→ **Records to process**:
################

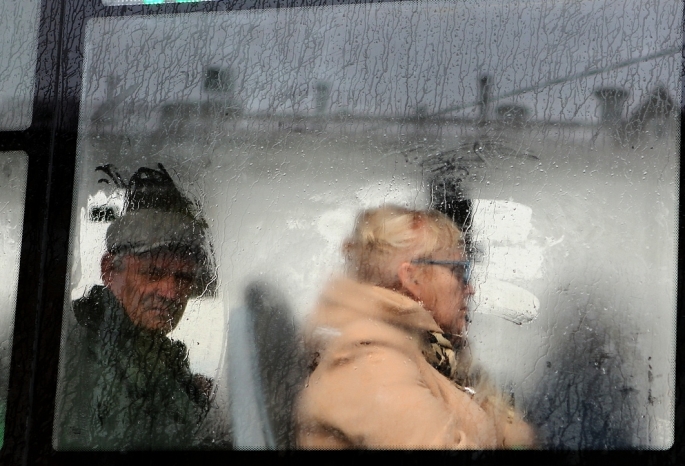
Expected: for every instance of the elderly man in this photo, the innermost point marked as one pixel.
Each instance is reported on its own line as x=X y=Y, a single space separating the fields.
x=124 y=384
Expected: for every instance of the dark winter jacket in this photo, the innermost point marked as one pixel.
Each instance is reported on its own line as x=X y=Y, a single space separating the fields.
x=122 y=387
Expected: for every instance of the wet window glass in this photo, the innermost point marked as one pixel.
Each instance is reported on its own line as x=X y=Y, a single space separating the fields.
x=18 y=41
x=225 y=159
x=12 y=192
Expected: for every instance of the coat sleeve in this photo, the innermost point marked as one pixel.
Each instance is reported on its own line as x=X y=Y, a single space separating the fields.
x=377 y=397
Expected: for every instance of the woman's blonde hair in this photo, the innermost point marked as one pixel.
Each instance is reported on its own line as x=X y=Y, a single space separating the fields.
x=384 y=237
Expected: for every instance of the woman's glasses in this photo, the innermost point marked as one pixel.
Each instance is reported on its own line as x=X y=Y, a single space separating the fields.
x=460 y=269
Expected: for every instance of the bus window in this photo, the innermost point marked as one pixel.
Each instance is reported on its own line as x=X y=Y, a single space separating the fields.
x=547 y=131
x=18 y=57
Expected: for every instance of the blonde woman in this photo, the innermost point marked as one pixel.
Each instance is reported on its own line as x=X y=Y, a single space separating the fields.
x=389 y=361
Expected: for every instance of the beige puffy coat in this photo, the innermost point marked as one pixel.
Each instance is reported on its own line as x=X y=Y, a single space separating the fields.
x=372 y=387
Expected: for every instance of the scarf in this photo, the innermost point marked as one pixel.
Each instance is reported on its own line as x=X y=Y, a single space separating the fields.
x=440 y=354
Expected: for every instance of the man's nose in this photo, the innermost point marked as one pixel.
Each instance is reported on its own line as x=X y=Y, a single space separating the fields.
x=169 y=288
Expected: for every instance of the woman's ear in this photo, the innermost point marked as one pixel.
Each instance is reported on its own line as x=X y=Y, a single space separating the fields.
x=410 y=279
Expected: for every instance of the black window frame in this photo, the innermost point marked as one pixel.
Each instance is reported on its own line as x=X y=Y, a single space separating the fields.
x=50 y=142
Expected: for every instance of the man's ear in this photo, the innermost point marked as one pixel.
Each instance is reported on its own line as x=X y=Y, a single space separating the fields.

################

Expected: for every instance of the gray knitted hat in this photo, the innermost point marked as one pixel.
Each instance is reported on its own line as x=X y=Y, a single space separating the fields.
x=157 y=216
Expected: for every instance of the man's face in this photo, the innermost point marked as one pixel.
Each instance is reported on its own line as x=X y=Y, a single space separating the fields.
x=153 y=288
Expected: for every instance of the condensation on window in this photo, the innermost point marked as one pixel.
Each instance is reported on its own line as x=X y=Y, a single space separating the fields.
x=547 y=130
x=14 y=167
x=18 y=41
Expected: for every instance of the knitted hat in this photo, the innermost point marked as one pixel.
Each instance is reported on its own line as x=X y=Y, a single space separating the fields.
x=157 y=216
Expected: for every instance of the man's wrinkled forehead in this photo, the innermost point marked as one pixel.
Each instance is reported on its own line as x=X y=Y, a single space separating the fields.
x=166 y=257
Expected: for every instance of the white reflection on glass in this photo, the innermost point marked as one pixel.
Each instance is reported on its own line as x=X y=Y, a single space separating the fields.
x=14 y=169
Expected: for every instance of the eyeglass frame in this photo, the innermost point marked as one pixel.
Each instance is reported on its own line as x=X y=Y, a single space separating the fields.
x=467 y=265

################

→ **Requirement**: Reproduce the lines starting at the one containing "Expected: for every instance of the condensation" and ending at the one containing "x=166 y=257", renaming "innermost point" to "central point" throughout and leaving everything else unchanged.

→ **Solution for this task**:
Expected: for every instance of the condensation on window in this photo, the central point marked as one pixel.
Each instance is reported on its own line as x=X y=Y, a single space separating the fields.
x=547 y=130
x=14 y=167
x=18 y=41
Expected: for every instance of the knitted hat in this photo, the central point marked as one pixel.
Each instance is reported on its own line as x=X y=Y, a single space separating the fields.
x=157 y=216
Expected: for every instance of the man's wrinkled forehead in this photo, the central point marked as one pixel.
Each instance is reported on its own line as x=X y=Y, a single space separating the fields.
x=166 y=257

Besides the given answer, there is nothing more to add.